== Segment start ==

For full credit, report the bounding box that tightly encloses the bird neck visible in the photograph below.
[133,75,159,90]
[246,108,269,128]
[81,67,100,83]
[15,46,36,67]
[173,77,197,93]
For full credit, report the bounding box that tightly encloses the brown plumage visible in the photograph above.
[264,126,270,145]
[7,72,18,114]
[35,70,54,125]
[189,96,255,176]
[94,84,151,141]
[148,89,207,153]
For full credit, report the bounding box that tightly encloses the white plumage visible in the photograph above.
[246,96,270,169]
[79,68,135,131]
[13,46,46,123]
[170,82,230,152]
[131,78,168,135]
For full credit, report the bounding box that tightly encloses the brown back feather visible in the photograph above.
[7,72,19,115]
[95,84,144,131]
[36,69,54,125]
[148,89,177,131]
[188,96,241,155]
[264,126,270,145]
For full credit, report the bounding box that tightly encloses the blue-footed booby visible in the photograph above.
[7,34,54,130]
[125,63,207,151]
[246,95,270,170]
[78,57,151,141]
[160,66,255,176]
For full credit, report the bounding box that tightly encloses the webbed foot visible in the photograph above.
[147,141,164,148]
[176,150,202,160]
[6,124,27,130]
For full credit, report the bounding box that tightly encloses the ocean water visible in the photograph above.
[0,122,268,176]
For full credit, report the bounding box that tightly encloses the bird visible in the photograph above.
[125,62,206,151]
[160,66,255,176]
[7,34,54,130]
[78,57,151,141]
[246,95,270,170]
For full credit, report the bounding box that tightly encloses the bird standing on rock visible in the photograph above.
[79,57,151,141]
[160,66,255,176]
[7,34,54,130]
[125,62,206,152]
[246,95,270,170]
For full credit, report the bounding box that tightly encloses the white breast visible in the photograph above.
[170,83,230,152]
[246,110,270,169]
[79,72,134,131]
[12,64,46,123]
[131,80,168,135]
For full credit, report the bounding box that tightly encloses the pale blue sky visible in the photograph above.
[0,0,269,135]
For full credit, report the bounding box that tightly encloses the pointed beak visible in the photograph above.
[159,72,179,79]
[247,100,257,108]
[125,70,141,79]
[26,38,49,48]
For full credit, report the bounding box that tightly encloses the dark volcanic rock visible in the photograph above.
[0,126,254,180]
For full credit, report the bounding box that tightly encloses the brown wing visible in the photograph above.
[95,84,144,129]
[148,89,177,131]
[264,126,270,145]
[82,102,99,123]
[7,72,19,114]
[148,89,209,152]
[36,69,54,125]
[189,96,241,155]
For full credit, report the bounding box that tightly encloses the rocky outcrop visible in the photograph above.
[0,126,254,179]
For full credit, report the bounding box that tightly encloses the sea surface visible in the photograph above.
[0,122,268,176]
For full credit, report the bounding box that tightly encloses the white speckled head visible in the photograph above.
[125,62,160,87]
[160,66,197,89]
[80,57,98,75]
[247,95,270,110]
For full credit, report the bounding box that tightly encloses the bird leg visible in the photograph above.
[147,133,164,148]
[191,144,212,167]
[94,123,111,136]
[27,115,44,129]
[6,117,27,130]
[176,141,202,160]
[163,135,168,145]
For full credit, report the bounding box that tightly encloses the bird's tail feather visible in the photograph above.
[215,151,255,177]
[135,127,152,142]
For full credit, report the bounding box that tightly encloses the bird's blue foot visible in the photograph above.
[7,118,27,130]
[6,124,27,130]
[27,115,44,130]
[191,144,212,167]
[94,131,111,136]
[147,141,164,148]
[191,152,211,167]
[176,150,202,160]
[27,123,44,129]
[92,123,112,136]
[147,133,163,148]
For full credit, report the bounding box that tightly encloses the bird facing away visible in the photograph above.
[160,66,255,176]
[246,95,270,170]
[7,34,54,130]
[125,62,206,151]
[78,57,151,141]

== Segment end ==

> _ACTIVITY_
Reproduce the listing from the "blue foot visible in the photograph above." line onward, verbatim.

> _RESPONSE BELOW_
For full credit, report the bounding box that tightly encloses the bird's blue foot visible in the photograph above.
[7,118,27,130]
[6,124,27,130]
[27,115,44,130]
[191,144,212,167]
[94,131,111,136]
[147,141,164,148]
[191,152,211,167]
[176,150,202,160]
[27,123,44,129]
[92,123,112,136]
[147,133,163,148]
For full credit, report the bounding box that tightly encloses the bird facing away visible in the photograph above.
[160,66,255,176]
[246,95,270,170]
[7,34,54,130]
[125,62,206,151]
[78,57,151,141]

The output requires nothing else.